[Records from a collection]
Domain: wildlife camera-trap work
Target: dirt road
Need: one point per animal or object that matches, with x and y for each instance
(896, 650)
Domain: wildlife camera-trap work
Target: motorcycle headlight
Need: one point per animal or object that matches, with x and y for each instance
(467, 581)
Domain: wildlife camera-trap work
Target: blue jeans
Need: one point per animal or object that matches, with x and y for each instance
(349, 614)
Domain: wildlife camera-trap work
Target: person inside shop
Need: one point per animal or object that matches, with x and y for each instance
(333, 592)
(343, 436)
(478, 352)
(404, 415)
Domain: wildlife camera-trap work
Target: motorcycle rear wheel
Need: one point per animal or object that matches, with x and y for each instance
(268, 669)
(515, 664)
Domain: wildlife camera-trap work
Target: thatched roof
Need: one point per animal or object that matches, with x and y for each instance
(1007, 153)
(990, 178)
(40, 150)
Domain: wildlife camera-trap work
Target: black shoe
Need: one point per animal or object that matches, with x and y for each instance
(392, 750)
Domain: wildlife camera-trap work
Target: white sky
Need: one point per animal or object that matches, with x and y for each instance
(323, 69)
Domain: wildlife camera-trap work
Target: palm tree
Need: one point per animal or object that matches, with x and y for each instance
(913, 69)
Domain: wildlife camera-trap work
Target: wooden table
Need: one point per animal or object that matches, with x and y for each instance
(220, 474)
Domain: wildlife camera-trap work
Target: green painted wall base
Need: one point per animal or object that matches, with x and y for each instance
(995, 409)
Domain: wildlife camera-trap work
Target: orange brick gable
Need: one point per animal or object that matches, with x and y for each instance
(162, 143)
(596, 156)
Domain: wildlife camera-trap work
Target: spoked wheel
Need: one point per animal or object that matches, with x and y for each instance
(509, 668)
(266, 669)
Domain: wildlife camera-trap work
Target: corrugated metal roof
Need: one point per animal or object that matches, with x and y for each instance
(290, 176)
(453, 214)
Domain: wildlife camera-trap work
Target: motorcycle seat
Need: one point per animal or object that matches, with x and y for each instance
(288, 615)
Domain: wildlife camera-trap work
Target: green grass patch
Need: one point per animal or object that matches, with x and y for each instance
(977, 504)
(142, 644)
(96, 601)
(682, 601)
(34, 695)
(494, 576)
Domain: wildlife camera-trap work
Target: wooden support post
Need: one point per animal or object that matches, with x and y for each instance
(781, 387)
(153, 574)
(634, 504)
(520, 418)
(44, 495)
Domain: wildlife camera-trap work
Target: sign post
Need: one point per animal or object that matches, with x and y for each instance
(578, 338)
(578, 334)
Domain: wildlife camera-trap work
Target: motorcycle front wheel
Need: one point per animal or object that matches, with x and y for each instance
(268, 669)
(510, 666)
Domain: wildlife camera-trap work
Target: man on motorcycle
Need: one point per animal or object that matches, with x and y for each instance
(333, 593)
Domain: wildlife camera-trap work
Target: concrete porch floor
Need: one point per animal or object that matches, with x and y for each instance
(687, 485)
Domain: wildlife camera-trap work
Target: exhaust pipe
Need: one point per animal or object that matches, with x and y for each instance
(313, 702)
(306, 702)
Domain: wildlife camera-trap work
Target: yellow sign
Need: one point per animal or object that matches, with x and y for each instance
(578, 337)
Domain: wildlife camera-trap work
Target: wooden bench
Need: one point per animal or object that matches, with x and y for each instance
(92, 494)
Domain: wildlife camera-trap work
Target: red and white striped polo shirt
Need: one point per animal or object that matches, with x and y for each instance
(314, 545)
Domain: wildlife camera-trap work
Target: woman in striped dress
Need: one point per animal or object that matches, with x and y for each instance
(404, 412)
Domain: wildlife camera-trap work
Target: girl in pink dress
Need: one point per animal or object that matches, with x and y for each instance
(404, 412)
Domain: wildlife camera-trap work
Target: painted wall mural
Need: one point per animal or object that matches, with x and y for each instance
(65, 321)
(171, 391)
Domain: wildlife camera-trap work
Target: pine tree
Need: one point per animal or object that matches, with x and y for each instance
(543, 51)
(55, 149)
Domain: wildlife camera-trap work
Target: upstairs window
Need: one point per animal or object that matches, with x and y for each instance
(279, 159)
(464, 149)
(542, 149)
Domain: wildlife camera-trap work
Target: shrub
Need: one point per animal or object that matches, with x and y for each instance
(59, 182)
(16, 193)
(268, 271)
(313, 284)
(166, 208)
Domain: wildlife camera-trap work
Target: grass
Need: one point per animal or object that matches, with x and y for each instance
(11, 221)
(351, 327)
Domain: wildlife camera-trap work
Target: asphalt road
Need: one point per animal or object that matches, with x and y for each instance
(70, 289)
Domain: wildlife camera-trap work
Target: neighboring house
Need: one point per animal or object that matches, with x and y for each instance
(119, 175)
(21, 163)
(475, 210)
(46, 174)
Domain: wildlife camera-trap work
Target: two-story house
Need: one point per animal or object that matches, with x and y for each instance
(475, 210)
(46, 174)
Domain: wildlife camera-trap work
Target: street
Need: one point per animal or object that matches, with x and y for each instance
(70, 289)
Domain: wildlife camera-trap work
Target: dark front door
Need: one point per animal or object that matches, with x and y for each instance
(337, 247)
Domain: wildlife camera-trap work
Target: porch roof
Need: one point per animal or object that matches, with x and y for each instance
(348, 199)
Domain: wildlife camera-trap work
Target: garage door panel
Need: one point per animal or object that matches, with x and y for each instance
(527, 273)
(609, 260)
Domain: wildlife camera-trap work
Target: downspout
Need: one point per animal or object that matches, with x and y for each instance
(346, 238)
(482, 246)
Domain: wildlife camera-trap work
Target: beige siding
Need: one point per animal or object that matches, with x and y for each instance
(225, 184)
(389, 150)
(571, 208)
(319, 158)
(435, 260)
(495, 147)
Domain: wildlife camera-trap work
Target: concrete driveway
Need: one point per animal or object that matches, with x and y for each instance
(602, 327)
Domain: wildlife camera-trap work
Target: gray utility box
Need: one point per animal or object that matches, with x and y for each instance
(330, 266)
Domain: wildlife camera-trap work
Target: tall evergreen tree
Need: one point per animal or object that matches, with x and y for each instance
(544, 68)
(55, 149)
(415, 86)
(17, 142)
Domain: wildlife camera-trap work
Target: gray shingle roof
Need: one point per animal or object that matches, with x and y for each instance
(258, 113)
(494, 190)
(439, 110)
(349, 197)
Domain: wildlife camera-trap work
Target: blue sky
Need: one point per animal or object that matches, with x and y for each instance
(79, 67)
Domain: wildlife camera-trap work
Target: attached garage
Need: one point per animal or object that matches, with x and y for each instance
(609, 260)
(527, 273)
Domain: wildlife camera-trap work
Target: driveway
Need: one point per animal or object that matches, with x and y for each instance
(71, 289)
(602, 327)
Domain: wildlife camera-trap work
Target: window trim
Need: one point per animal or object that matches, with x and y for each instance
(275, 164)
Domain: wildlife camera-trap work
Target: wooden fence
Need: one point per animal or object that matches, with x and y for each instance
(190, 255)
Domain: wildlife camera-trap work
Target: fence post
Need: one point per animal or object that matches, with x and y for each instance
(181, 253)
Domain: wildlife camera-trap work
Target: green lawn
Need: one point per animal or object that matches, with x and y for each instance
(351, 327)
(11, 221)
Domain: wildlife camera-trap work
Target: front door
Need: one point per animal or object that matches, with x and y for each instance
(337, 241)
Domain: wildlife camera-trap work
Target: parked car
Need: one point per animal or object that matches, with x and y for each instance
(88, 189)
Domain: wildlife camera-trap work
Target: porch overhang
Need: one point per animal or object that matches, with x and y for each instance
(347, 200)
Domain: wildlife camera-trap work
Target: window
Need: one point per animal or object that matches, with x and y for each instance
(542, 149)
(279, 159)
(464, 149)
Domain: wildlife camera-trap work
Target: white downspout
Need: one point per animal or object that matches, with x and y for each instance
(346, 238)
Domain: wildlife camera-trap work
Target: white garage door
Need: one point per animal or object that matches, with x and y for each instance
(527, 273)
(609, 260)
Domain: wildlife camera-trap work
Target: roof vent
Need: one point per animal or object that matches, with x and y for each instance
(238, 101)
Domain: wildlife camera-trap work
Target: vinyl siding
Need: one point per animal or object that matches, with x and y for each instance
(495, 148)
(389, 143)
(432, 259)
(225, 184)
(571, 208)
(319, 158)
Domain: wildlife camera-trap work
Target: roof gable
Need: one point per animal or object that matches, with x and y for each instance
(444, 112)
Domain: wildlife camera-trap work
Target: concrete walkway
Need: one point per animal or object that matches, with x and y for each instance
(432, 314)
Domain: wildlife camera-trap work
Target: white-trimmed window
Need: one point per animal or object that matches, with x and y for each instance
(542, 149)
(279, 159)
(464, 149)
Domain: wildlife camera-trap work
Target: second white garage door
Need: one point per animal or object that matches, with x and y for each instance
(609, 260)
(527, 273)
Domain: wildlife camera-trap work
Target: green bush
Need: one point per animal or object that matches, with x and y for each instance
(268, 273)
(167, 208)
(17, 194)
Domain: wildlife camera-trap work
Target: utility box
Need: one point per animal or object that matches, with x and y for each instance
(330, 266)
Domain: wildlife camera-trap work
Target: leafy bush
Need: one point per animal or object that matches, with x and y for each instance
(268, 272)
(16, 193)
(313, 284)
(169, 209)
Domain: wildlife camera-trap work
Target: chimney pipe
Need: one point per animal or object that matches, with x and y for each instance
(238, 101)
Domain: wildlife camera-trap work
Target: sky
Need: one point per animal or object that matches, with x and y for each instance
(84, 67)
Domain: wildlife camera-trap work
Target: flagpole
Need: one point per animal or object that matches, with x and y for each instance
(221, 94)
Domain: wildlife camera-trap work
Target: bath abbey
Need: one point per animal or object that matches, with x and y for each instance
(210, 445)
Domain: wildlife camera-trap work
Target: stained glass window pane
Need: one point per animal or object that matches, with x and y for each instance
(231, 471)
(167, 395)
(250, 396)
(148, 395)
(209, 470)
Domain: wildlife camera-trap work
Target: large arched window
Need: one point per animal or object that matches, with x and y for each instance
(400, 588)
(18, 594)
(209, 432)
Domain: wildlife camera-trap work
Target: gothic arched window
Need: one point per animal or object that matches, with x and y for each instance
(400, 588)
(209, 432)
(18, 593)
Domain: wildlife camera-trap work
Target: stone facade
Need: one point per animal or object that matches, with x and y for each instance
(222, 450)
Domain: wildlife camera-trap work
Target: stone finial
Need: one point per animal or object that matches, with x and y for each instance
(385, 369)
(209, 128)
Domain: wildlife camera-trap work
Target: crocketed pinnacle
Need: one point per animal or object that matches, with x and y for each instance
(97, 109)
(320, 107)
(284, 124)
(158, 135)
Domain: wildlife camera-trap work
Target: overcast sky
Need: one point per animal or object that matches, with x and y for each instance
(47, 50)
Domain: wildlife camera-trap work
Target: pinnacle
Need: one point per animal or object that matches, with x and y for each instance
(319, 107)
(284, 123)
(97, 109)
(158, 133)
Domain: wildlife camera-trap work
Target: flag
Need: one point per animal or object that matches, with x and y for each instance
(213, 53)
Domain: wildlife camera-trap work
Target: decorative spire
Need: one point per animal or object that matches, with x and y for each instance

• _Task requirements_
In restating the data, begin at its first line, reproduce each line word for word, and conclude with the line that contains "Target: green painted wall base".

• _Answer box_
Domain: wildlife camera-trap work
Target: dirt road
Need: one point per animal or object that matches, with x and y for each instance
(896, 650)
Domain: wildlife camera-trap work
Target: motorcycle headlight
Need: one point per animal or object that matches, with x and y for each instance
(467, 581)
Domain: wildlife camera-trap work
Target: blue jeans
Need: one point per animal or object that matches, with x and y for each instance
(349, 614)
Domain: wildlife camera-trap work
Target: person inside shop
Need: one point per animal or object that matches, with x and y for each instance
(333, 592)
(343, 436)
(478, 352)
(404, 415)
Domain: wildlife camera-trap work
Target: motorcycle rear wheel
Need: one point per animal or object that matches, with x and y for each instance
(268, 669)
(515, 664)
Domain: wildlife camera-trap work
Target: thatched roof
Need: one point per animal or object that matches, with x and y for each instance
(1007, 153)
(990, 178)
(40, 150)
Domain: wildlife camera-trap work
Target: black shoe
Need: one point per animal or object that matches, with x and y for each instance
(392, 750)
Domain: wildlife camera-trap work
Target: white sky
Need: one point per animal or object that matches, with x and y for each instance
(323, 69)
Domain: wildlife camera-trap work
Target: palm tree
Need: one point per animal or object that matches, with x and y for each instance
(913, 69)
Domain: wildlife camera-trap work
Target: wooden table
Need: one point per animal or object that matches, with x and y for each instance
(220, 474)
Domain: wildlife camera-trap work
Target: green painted wall base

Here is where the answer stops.